Web Scraping with Puppeteer: Detecting Website Changes and Taking Screenshots

Adélia Cruz
Neural Network Developer
07-Oct-2024

Web scraping has become an essential tool for automating data collection and monitoring websites for changes. In this blog post, we'll explore how to use Puppeteer, a Node.js library, for web scraping, detecting changes on a website, and taking screenshots of these changes.
What is Puppeteer?
Puppeteer is a Node.js library that provides a high-level API to control headless Chrome or Chromium over the DevTools protocol. It can be used for web scraping, automated testing, or even generating screenshots and PDFs of web pages.
Prerequisites
Before getting started, make sure you have the following installed:
You can install Puppeteer by running the following command in your terminal:
bash
npm install puppeteer
Basic Web Scraping with Puppeteer
To begin with, let's create a basic web scraper that navigates to a website and extracts the text content.
javascript
const puppeteer = require('puppeteer');
(async () => {
const browser = await puppeteer.launch();
const page = await browser.newPage();
// Navigate to the website
await page.goto('https://example.com');
// Extract text content
const content = await page.evaluate(() => {
return document.querySelector('h1').innerText;
});
console.log('Page content:', content);
await browser.close();
})();
This script opens a headless browser, navigates to example.com
, and extracts the text from the <h1>
element. You can replace the URL with the website you want to scrape and adjust the selector to match the element you're interested in.
Taking Screenshots with Puppeteer
Puppeteer allows you to take screenshots of web pages easily. You can capture full-page screenshots or specific areas of the page.
Here's how to take a full-page screenshot:
javascript
const puppeteer = require('puppeteer');
(async () => {
const browser = await puppeteer.launch();
const page = await browser.newPage();
// Navigate to the website
await page.goto('https://example.com');
// Take a full-page screenshot
await page.screenshot({ path: 'screenshot.png', fullPage: true });
await browser.close();
})();
This script saves a screenshot of the entire page as screenshot.png
. You can modify the path
to specify a different file name or location.

TASK INSTRUCTIONS:
Write the next part of the Puppeteer tutorial, starting right after its final sentence. The lines after this point have nothing to do with the Puppeteer tutorial.

RECORDED INFORMATION:
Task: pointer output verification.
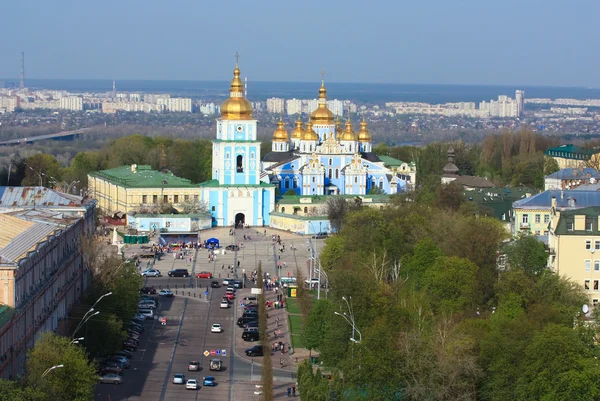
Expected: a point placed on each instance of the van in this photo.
(149, 313)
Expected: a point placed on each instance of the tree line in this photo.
(435, 318)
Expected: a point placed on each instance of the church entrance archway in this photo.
(240, 220)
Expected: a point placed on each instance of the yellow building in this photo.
(571, 156)
(141, 189)
(574, 244)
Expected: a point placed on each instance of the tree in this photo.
(267, 364)
(74, 381)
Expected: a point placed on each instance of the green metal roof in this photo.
(215, 184)
(568, 216)
(143, 177)
(571, 151)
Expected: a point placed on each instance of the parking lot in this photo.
(167, 350)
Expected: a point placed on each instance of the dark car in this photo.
(257, 350)
(148, 290)
(245, 319)
(178, 273)
(320, 235)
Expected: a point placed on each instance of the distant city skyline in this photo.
(534, 43)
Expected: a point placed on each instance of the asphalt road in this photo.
(166, 350)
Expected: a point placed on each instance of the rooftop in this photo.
(142, 176)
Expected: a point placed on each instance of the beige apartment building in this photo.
(574, 243)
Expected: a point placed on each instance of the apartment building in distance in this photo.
(574, 247)
(41, 267)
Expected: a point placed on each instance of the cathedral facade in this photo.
(321, 158)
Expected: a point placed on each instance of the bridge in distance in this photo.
(58, 135)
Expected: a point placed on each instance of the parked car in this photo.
(321, 235)
(178, 273)
(209, 381)
(147, 290)
(178, 378)
(110, 378)
(257, 350)
(151, 273)
(191, 384)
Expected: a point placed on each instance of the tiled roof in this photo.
(36, 197)
(143, 177)
(570, 199)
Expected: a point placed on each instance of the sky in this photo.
(482, 42)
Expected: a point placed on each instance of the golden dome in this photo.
(236, 107)
(298, 131)
(363, 134)
(322, 115)
(309, 133)
(348, 134)
(280, 134)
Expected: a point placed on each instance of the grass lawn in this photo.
(296, 329)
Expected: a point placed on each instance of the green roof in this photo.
(143, 177)
(571, 151)
(215, 184)
(390, 161)
(316, 199)
(591, 216)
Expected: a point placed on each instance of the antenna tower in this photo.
(22, 83)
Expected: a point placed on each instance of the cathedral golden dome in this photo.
(309, 133)
(236, 107)
(348, 134)
(363, 134)
(280, 134)
(322, 115)
(298, 131)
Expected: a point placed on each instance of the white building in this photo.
(275, 105)
(71, 103)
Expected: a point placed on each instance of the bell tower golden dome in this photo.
(280, 134)
(298, 131)
(364, 135)
(236, 107)
(322, 115)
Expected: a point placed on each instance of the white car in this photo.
(191, 384)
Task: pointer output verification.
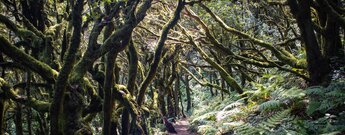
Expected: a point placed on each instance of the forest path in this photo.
(182, 126)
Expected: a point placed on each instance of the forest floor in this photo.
(182, 126)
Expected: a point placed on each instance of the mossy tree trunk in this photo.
(108, 85)
(318, 66)
(62, 80)
(2, 115)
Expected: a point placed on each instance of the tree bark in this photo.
(158, 53)
(60, 88)
(318, 66)
(108, 85)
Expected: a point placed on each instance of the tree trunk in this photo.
(211, 81)
(108, 87)
(18, 120)
(189, 100)
(176, 96)
(133, 68)
(318, 66)
(2, 116)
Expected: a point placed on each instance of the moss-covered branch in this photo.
(7, 92)
(280, 53)
(28, 61)
(332, 12)
(132, 75)
(62, 80)
(108, 83)
(158, 53)
(224, 74)
(92, 55)
(204, 82)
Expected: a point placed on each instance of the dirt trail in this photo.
(182, 127)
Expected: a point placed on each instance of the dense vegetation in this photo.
(122, 66)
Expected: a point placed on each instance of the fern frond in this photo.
(293, 93)
(336, 93)
(270, 105)
(246, 129)
(274, 120)
(232, 105)
(315, 90)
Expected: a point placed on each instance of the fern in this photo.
(270, 105)
(315, 90)
(265, 126)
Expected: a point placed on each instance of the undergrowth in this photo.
(273, 106)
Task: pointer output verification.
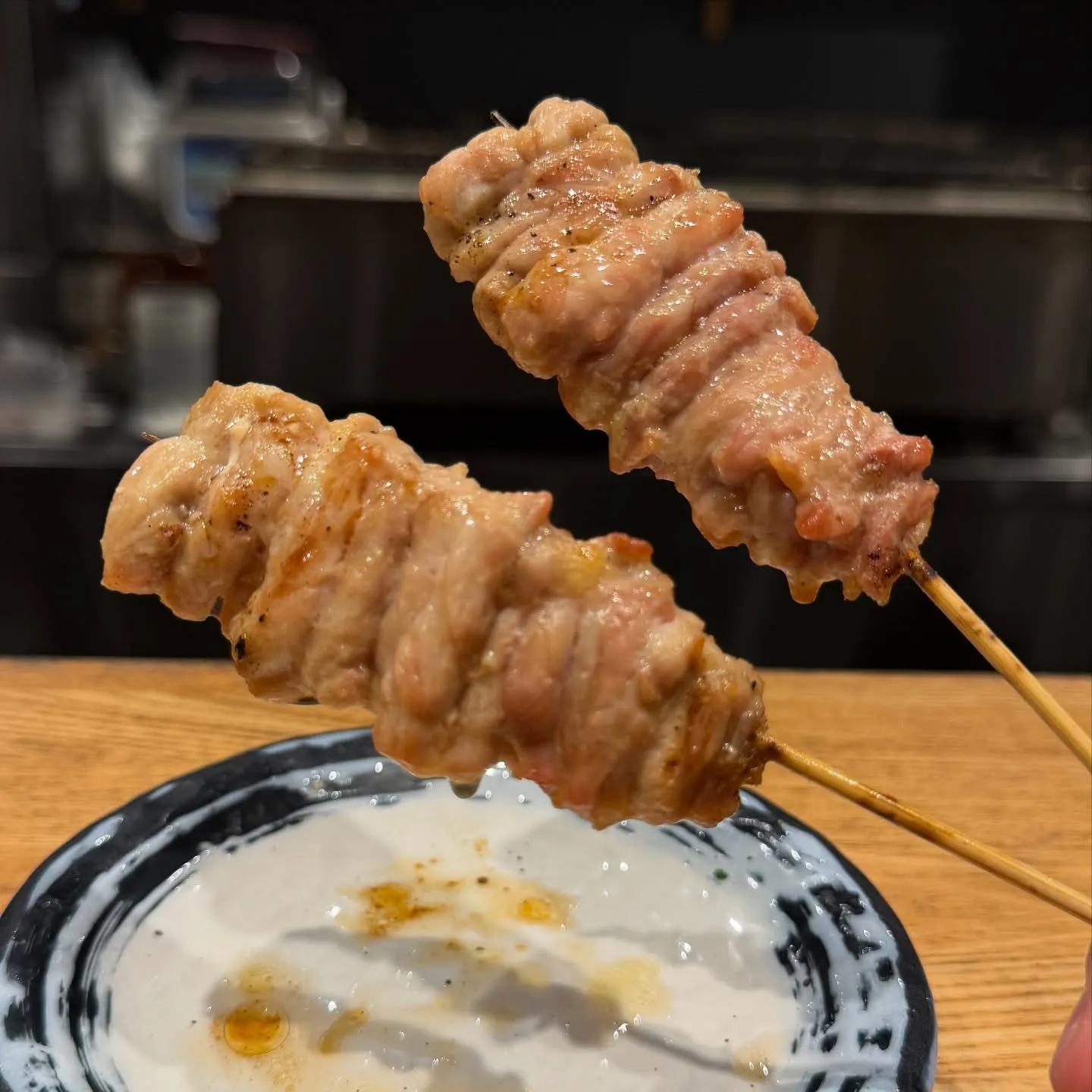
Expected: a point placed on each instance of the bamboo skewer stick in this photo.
(1002, 657)
(933, 830)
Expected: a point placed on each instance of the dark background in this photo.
(924, 168)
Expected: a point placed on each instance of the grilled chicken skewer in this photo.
(345, 569)
(675, 330)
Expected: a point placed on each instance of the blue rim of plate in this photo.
(36, 915)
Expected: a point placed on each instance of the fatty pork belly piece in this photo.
(672, 328)
(344, 569)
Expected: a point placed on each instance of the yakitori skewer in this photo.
(674, 330)
(1002, 657)
(934, 830)
(345, 569)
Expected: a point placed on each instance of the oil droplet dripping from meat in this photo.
(256, 1027)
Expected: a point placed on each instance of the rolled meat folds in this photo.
(673, 329)
(345, 569)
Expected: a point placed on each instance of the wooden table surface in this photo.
(80, 737)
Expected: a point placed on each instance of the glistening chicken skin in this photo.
(673, 329)
(345, 569)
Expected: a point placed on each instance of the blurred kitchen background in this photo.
(193, 190)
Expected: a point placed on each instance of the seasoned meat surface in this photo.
(345, 569)
(672, 328)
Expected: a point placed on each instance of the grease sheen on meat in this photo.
(345, 569)
(672, 328)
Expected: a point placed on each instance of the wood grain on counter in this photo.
(80, 737)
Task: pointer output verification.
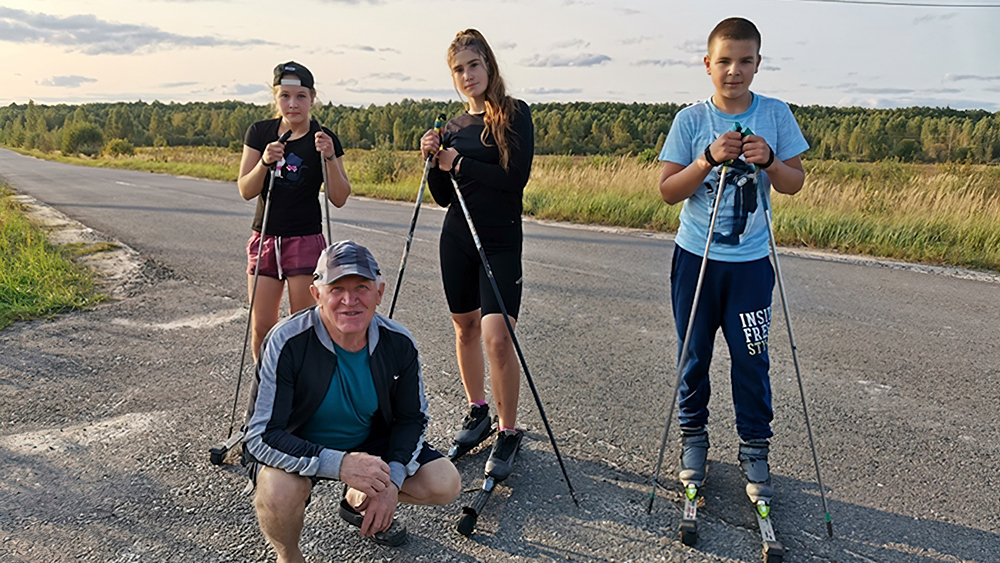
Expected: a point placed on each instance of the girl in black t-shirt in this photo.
(488, 150)
(294, 238)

RESPONSE TO THE TASK:
Detecting Website Changes
Monitoring a website for changes is a useful feature in web scraping. You can achieve this by repeatedly checking the website's content and comparing it to a previously saved version.
Here’s an example of detecting text changes and taking a screenshot if the content changes:
javascript
const puppeteer = require('puppeteer');
const fs = require('fs');
(async () => {
const browser = await puppeteer.launch();
const page = await browser.newPage();
// Navigate to the website
await page.goto('https://example.com');
// Extract text content
const currentContent = await page.evaluate(() => {
return document.querySelector('h1').innerText;
});
const previousContentPath = 'previous-content.txt';
let previousContent = '';
// Check if previous content exists
if (fs.existsSync(previousContentPath)) {
previousContent = fs.readFileSync(previousContentPath, 'utf8');
}
// Compare current content with previous content
if (currentContent !== previousContent) {
console.log('Content has changed!');
// Save new content
fs.writeFileSync(previousContentPath, currentContent);
// Take a screenshot of the change
await page.screenshot({ path: `screenshot-${Date.now()}.png`, fullPage: true });
console.log('Screenshot saved!');
} else {
console.log('No changes detected.');
}
await browser.close();
})();
In this example:
- The script extracts the content of the
<h1>
element. - It compares the current content with a previously saved version (
previous-content.txt
). - If a change is detected, it takes a screenshot and saves it with a timestamp in the filename, ensuring that each screenshot is unique.
- The new content is saved to
previous-content.txt
for future comparisons.
Scheduling the Scraper to Run Regularly
You can use Node.js to schedule this script to run at intervals using the node-cron
package.
First, install node-cron
:
bash
npm install node-cron
Now, modify your script to run at a set interval (e.g., every 5 minutes):
javascript
const puppeteer = require('puppeteer');
const fs = require('fs');
const cron = require('node-cron');
cron.schedule('*/5 * * * *', async () => {
const browser = await puppeteer.launch();
const page = await browser.newPage();
await page.goto('https://example.com');
const currentContent = await page.evaluate(() => {
return document.querySelector('h1').innerText;
});
const previousContentPath = 'previous-content.txt';
let previousContent = '';
if (fs.existsSync(previousContentPath)) {
previousContent = fs.readFileSync(previousContentPath, 'utf8');
}
if (currentContent !== previousContent) {
console.log('Content has changed!');
fs.writeFileSync(previousContentPath, currentContent);
await page.screenshot({ path: `screenshot-${Date.now()}.png`, fullPage: true });
console.log('Screenshot saved!');
} else {
console.log('No changes detected.');
}
await browser.close();
});
This script will run every 5 minutes (*/5 * * * *
) and check for changes on the website. If it detects a change, it will take a screenshot and log the update.
Bonus Code
Claim your Bonus Code for top captcha solutions at CapSolver: scrape. After redeeming it, you will get an extra 5% bonus after each recharge, unlimited times.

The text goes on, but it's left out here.